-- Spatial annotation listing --
==================================================

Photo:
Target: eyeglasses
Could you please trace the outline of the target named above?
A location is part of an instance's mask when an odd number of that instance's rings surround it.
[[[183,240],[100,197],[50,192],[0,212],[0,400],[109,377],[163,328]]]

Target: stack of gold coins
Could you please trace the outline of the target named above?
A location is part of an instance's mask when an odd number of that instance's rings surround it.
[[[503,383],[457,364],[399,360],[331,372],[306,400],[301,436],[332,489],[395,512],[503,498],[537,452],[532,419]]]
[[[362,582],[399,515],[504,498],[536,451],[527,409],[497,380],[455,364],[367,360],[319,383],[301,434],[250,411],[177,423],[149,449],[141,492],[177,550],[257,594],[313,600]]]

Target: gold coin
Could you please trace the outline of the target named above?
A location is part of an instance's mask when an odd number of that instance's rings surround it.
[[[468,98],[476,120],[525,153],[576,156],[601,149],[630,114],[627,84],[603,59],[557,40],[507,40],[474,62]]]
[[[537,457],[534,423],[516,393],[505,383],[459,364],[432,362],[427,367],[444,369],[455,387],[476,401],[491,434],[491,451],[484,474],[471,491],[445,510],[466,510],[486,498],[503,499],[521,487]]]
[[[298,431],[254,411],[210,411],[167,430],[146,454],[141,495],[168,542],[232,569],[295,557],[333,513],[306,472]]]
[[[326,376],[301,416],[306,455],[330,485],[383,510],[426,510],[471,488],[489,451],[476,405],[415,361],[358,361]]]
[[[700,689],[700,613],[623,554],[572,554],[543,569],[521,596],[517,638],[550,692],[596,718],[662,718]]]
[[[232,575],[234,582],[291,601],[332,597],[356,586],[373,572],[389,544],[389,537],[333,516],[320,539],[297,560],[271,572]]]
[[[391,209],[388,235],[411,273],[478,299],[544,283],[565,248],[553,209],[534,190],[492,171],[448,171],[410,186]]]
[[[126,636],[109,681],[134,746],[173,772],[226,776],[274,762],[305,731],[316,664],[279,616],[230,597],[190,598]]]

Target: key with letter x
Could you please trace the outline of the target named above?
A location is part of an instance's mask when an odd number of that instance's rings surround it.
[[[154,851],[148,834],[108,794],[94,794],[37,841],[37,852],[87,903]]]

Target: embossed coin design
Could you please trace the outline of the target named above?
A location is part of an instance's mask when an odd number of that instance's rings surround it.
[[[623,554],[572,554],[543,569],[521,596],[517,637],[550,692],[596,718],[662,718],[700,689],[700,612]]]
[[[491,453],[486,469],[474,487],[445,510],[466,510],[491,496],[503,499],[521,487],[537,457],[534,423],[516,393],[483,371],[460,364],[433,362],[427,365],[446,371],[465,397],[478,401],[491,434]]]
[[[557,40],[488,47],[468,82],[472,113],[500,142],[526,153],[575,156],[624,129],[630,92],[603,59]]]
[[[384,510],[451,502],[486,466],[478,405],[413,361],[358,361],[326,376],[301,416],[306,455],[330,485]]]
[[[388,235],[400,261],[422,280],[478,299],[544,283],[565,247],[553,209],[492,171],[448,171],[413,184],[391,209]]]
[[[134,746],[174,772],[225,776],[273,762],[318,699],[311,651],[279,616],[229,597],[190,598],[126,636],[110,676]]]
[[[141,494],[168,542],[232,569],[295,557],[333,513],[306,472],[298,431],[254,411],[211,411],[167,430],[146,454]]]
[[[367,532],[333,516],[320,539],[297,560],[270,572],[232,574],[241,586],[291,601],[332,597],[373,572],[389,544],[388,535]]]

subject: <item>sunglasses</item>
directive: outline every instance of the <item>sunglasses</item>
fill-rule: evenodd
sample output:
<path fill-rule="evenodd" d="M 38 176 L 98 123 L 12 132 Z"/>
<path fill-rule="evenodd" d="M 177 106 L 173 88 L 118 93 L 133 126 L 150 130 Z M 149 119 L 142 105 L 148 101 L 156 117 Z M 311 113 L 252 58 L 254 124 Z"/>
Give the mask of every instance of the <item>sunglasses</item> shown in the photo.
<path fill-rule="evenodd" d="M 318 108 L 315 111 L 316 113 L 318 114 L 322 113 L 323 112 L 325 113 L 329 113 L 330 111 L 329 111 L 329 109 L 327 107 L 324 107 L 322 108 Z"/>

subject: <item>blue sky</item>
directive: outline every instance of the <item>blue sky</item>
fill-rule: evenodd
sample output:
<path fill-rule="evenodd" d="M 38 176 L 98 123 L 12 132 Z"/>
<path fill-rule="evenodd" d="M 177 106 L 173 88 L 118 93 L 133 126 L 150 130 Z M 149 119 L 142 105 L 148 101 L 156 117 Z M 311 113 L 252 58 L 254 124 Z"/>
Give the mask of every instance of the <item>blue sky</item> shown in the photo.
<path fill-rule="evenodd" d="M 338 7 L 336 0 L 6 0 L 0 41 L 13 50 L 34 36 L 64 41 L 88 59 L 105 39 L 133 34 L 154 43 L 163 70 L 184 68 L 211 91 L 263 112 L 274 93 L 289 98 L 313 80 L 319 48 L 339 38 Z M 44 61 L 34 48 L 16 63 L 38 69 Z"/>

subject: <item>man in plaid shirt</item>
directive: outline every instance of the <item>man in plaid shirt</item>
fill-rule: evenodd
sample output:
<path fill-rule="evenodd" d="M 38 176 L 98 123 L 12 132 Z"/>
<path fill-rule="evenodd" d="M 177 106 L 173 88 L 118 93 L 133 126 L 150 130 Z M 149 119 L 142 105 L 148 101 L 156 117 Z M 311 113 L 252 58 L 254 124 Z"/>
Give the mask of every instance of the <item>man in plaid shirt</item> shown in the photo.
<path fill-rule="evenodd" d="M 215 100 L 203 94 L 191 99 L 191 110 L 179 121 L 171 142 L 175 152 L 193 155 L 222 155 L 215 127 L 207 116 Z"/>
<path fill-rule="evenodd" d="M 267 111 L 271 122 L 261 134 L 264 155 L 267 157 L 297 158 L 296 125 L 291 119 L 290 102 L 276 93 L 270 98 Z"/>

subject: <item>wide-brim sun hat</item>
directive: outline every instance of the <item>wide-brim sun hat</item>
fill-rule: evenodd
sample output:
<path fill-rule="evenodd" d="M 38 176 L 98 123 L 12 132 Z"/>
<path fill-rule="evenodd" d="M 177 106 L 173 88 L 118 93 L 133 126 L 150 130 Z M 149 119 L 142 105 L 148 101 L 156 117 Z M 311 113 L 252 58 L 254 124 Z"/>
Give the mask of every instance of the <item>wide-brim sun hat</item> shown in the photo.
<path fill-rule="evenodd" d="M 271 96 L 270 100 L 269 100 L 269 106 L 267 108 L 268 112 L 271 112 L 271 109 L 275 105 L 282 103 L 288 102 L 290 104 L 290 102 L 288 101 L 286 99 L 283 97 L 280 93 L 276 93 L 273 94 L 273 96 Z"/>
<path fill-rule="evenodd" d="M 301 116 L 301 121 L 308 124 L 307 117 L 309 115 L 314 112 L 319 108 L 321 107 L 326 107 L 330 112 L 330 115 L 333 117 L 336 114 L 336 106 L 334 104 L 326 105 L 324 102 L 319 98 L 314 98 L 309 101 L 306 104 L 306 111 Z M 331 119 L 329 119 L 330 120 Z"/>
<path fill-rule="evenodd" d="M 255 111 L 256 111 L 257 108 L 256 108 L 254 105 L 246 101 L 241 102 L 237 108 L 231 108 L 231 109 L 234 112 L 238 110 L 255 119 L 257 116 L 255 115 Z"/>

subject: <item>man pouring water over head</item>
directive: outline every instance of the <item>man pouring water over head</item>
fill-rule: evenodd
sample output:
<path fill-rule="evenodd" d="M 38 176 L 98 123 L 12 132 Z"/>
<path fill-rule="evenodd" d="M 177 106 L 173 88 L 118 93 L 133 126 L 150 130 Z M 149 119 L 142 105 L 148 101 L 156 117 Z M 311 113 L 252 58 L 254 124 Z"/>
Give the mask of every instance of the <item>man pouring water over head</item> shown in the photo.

==================================================

Please rewrite the stretch of the listing from "subject: <item>blue sky</item>" through "338 7 L 336", with "blue sky" replaced by "open sky" and nothing else altered. Return only that stretch.

subject: <item>open sky</item>
directive: outline every instance of the <item>open sky</item>
fill-rule: evenodd
sample output:
<path fill-rule="evenodd" d="M 38 176 L 98 123 L 12 132 Z"/>
<path fill-rule="evenodd" d="M 177 106 L 173 88 L 118 93 L 133 126 L 150 130 Z M 149 119 L 142 105 L 148 101 L 156 117 Z M 311 113 L 252 58 L 254 124 Z"/>
Give the mask of every instance of the <item>open sky</item> shown in the photo.
<path fill-rule="evenodd" d="M 338 7 L 336 0 L 6 0 L 0 41 L 13 50 L 34 36 L 64 41 L 88 59 L 105 39 L 133 34 L 154 43 L 163 70 L 184 68 L 211 91 L 263 112 L 274 93 L 289 98 L 313 80 L 319 48 L 339 38 Z M 44 61 L 34 48 L 16 63 L 38 69 Z"/>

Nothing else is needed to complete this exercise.